*Record excerpts*
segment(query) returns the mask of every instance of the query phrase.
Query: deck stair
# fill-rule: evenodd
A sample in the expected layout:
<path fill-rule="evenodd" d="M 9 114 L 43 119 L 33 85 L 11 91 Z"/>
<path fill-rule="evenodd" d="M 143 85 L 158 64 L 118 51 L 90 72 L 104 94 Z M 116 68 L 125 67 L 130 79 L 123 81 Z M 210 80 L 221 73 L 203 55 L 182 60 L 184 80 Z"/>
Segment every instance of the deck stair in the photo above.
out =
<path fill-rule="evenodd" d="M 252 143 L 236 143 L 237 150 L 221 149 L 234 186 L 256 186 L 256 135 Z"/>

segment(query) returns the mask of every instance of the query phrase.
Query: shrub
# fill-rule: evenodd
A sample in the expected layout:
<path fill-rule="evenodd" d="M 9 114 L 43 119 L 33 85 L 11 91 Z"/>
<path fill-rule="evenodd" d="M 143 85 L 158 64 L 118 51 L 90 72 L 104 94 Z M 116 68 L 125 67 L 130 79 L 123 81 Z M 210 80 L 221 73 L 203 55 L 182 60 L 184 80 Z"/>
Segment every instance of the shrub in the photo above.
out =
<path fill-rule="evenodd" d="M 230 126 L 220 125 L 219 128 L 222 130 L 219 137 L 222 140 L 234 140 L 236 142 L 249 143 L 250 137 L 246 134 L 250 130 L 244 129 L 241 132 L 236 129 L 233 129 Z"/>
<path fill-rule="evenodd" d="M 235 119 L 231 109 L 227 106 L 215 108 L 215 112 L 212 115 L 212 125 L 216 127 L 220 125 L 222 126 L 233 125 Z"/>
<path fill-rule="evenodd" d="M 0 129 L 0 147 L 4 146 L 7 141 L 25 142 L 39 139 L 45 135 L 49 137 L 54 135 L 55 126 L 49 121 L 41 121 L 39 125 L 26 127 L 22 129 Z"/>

*What to do*
Swap every "mask" in the records for "region", and repeat the lines with no other change.

*Problem solution*
segment(query) returns the region of every instance of the query phrase.
Query: deck stair
# fill-rule: evenodd
A sample in the expected layout:
<path fill-rule="evenodd" d="M 9 114 L 43 119 L 33 85 L 11 91 Z"/>
<path fill-rule="evenodd" d="M 143 85 L 158 64 L 118 51 L 90 72 L 104 94 Z M 116 68 L 125 67 L 130 79 L 123 81 Z M 210 80 L 221 73 L 203 55 L 182 60 L 184 80 Z"/>
Segment every instance of the deck stair in the photo above.
out =
<path fill-rule="evenodd" d="M 252 143 L 236 143 L 237 150 L 221 149 L 234 186 L 256 186 L 256 135 Z"/>

segment(query) returns the region of every instance of the query phrase.
Query: shrub
# fill-rule: evenodd
A sample in the expected layout:
<path fill-rule="evenodd" d="M 9 114 L 43 119 L 33 85 L 11 91 Z"/>
<path fill-rule="evenodd" d="M 143 85 L 158 64 L 118 51 L 90 72 L 104 94 Z M 116 68 L 125 67 L 130 79 L 123 81 Z M 210 80 L 221 73 L 203 55 L 182 60 L 184 80 Z"/>
Segment every instance of the shrub in the photo above.
out =
<path fill-rule="evenodd" d="M 230 126 L 220 125 L 219 128 L 222 130 L 219 137 L 222 140 L 234 140 L 236 142 L 249 143 L 250 137 L 246 134 L 250 130 L 244 129 L 241 132 L 236 129 L 233 129 Z"/>
<path fill-rule="evenodd" d="M 235 119 L 231 109 L 227 106 L 215 108 L 215 112 L 212 115 L 212 125 L 216 127 L 220 125 L 222 126 L 233 125 Z"/>
<path fill-rule="evenodd" d="M 0 129 L 0 147 L 4 146 L 7 141 L 25 142 L 39 139 L 45 135 L 49 137 L 54 135 L 55 126 L 49 121 L 41 121 L 39 125 L 26 127 L 22 129 Z"/>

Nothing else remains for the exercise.